--- Goal of the exercise ---
Find every line in the items that contains the word "dark" and copy each one in full. Case counts, so only matches with the same capitalization qualify.

--- Information given ---
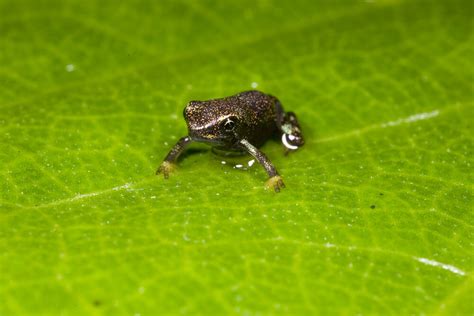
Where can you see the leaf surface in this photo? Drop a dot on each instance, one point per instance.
(377, 214)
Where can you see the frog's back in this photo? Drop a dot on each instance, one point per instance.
(258, 114)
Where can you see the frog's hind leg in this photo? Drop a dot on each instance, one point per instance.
(274, 181)
(228, 153)
(290, 129)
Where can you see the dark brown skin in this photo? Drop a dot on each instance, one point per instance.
(241, 122)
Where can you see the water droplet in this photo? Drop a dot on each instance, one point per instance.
(70, 68)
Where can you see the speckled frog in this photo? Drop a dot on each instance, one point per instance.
(239, 123)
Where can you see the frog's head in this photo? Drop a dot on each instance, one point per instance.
(211, 123)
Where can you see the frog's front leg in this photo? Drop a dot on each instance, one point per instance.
(288, 125)
(274, 181)
(168, 163)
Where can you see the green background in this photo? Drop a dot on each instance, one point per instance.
(377, 214)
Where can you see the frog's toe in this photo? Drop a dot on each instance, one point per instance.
(166, 168)
(275, 183)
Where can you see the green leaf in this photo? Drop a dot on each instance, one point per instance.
(377, 214)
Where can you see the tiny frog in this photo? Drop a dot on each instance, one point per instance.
(239, 123)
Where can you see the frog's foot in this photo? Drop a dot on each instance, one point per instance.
(166, 168)
(276, 183)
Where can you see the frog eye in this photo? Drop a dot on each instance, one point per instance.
(229, 124)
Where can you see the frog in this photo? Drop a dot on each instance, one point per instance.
(240, 124)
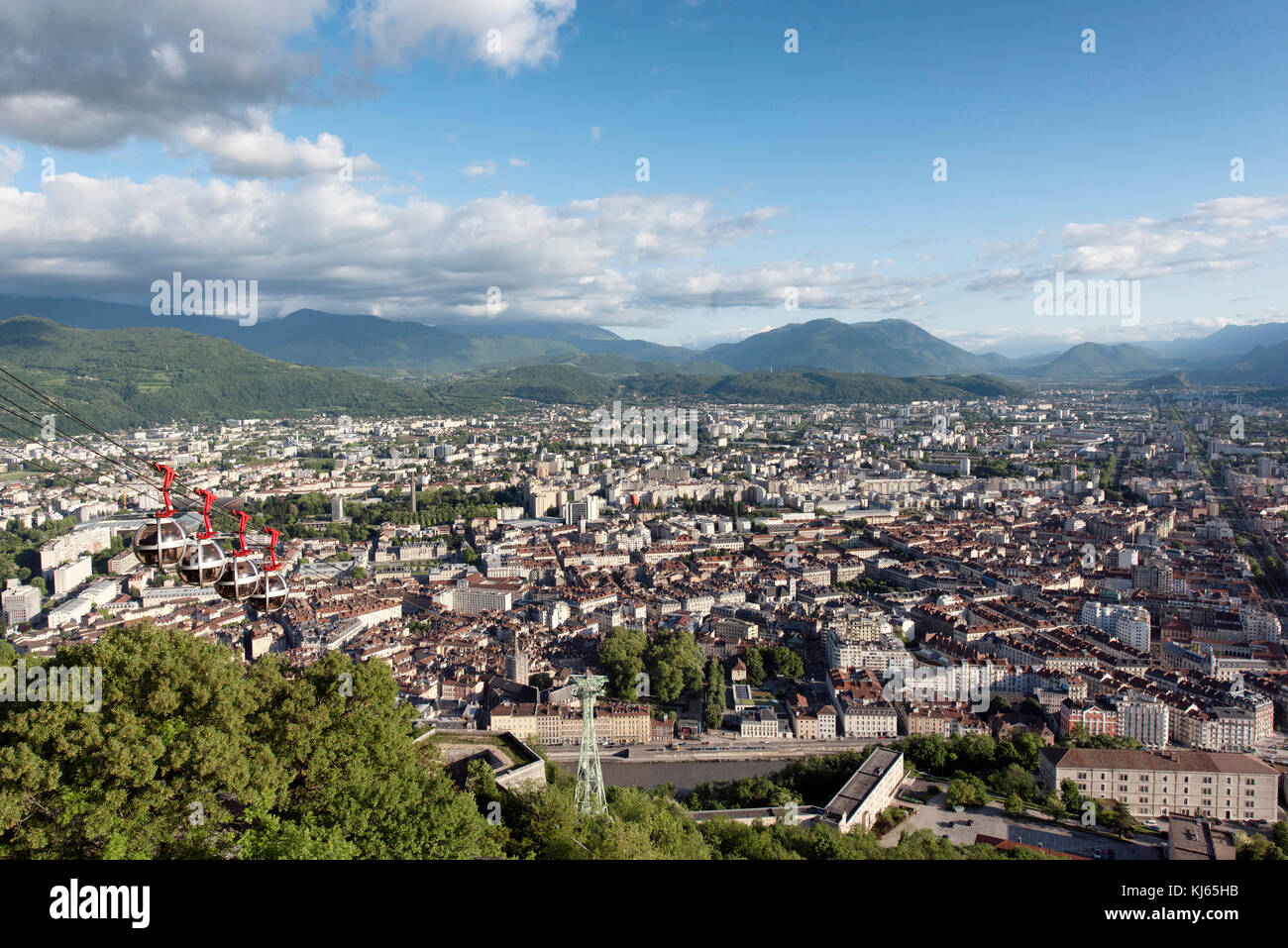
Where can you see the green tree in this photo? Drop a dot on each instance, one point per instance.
(1070, 796)
(782, 662)
(674, 664)
(621, 659)
(193, 755)
(713, 708)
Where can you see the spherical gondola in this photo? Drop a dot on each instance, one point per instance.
(240, 579)
(241, 575)
(271, 591)
(160, 541)
(204, 559)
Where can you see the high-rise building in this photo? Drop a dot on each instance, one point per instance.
(516, 666)
(20, 603)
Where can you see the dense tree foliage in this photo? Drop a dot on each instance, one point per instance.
(671, 660)
(193, 754)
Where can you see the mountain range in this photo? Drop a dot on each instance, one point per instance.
(412, 350)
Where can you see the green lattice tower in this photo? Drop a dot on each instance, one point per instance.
(590, 777)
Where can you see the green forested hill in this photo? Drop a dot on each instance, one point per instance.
(146, 376)
(574, 385)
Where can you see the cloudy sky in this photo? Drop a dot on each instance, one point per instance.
(402, 156)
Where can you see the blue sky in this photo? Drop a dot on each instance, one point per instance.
(515, 166)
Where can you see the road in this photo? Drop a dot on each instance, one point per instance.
(991, 820)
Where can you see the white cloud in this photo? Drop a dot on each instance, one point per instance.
(265, 153)
(505, 34)
(478, 168)
(11, 162)
(89, 75)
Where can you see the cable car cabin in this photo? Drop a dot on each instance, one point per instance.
(240, 579)
(271, 592)
(160, 543)
(204, 559)
(202, 562)
(241, 575)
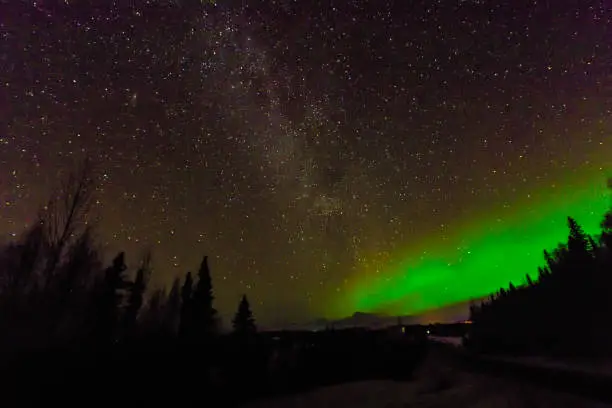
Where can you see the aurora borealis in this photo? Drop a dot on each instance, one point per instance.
(329, 157)
(489, 254)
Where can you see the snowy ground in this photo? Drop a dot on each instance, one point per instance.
(436, 385)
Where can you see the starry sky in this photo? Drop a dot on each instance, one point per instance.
(329, 156)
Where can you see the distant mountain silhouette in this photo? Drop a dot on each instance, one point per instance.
(448, 314)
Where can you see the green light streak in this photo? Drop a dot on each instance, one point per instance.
(488, 255)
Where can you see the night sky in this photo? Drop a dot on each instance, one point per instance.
(329, 157)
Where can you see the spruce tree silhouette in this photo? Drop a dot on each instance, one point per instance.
(110, 300)
(186, 319)
(172, 309)
(204, 314)
(244, 322)
(136, 294)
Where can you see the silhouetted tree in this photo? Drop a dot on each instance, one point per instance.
(65, 213)
(244, 322)
(110, 299)
(173, 308)
(136, 294)
(204, 314)
(186, 321)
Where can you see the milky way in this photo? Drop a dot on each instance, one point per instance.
(306, 147)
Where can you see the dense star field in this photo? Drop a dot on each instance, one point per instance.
(329, 156)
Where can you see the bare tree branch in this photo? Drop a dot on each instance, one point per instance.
(66, 214)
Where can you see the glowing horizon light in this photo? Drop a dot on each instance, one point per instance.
(487, 255)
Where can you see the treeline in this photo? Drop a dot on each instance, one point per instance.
(56, 292)
(566, 310)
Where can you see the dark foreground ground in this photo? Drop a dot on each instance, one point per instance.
(224, 374)
(439, 382)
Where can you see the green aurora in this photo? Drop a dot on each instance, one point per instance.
(485, 256)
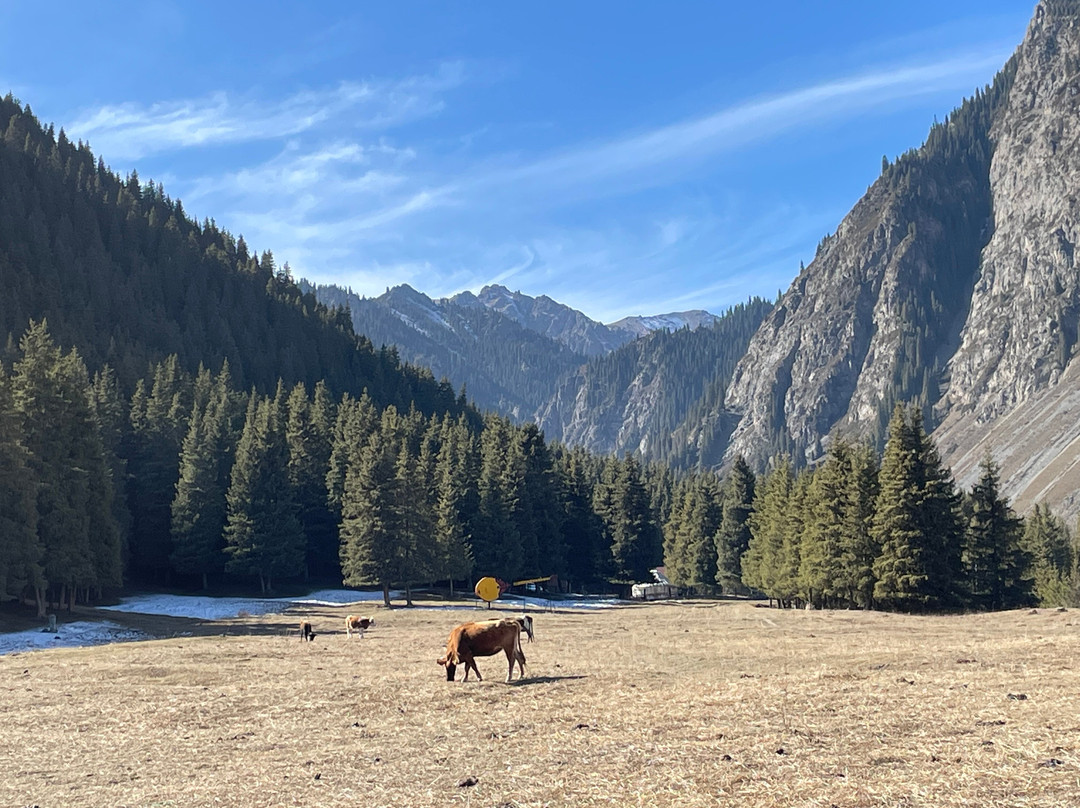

--- Expected answer ---
Where can you see the dark brown skin in this photo? Drop a dot on each instance, one point per instance.
Where can you see the dark foreground ground in this photo? Drop a dot on each instance, one point per instance.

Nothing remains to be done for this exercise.